## [RECORDS FOR PROCESSING]
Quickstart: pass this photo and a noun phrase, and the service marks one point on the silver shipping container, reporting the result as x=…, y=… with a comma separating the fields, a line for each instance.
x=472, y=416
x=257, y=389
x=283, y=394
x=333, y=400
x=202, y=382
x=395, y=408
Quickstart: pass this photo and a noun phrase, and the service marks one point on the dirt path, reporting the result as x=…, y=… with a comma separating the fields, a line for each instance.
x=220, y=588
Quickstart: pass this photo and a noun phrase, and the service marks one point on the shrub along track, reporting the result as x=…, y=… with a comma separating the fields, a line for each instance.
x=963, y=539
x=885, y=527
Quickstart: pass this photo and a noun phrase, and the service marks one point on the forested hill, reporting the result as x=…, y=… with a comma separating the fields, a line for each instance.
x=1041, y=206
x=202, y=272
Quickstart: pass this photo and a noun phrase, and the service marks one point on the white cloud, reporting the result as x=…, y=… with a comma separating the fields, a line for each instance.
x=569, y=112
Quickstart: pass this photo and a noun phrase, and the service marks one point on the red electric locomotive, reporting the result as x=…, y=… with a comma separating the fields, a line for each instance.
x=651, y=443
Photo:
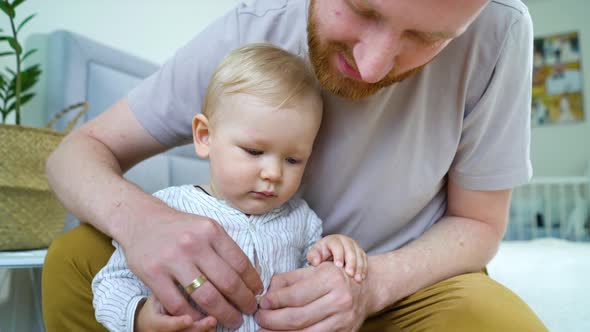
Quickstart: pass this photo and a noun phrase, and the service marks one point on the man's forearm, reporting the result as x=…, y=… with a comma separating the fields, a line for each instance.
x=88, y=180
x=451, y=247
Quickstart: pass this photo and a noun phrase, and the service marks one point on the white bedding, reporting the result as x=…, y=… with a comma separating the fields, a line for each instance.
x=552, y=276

* * *

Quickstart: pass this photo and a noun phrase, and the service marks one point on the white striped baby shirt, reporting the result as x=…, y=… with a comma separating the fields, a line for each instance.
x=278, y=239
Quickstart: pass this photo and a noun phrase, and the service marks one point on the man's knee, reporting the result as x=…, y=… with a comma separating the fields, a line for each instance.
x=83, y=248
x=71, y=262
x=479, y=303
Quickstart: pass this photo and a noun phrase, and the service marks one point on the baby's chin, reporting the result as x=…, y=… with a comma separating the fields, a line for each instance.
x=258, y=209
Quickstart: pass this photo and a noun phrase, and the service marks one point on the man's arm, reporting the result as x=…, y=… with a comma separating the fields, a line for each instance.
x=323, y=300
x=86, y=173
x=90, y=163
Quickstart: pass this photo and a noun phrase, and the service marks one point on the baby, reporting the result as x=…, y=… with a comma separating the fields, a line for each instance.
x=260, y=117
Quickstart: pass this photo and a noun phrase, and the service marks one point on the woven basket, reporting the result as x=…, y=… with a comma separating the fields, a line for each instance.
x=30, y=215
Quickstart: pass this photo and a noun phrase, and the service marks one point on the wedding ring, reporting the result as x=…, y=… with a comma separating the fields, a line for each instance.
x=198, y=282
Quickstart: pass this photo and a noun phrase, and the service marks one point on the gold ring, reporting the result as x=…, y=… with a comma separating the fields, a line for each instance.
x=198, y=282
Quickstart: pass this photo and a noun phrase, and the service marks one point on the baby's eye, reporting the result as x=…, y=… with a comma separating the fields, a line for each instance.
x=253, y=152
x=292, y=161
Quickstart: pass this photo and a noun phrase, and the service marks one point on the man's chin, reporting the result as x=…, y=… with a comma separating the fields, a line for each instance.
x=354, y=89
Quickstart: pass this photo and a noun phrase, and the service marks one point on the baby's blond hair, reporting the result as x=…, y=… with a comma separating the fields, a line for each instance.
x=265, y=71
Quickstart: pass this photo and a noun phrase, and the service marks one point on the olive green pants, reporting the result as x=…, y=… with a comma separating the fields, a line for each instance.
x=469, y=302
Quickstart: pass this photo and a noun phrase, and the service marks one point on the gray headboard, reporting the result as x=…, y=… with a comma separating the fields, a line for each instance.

--

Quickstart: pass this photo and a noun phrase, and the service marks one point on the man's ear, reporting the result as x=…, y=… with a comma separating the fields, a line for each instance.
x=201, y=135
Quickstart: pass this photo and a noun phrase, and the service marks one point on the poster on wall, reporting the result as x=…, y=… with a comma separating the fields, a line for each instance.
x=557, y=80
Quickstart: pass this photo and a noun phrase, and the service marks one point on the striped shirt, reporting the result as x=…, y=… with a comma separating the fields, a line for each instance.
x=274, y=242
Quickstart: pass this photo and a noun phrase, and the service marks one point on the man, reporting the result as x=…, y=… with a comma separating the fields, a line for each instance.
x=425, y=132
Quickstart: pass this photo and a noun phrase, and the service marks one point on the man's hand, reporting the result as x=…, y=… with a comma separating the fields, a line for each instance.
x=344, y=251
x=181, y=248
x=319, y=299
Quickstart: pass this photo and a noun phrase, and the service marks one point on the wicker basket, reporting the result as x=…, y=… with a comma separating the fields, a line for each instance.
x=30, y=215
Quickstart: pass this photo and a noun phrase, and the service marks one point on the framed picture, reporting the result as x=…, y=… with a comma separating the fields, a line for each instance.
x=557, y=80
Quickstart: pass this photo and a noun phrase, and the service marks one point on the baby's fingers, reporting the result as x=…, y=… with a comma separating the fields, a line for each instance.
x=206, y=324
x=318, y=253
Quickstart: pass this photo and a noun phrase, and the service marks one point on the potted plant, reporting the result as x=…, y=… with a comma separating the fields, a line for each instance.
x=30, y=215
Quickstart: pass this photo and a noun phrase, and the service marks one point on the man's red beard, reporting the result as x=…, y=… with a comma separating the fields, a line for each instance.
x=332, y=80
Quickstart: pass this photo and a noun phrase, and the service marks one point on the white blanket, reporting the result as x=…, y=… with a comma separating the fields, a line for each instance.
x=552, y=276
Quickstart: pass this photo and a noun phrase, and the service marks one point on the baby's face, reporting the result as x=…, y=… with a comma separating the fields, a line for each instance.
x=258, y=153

## [WHAT TO WORK ON]
Recast the material above, from the line with "the baby's blond" through the line with "on the gray", as a JSON list of strings, one string per line, leaving out any blank lines.

## [WORKED SOLUTION]
[
  "Quickstart: pass this photo and a noun phrase, and the service marks one point on the baby's blond hair, reporting the result as x=…, y=… with a comma separating the fields, a line for each instance.",
  "x=265, y=71",
  "Quickstart: pass this photo and a noun phrase, and the service marks one point on the olive green pants, reporting the result as x=…, y=… with a comma separating the fields, a line for each instance.",
  "x=469, y=302",
  "Quickstart: pass this photo and a noun phrase, and the service marks one point on the gray headboard, reporting the result as x=…, y=… with a comma separating the fields, a line for each instance."
]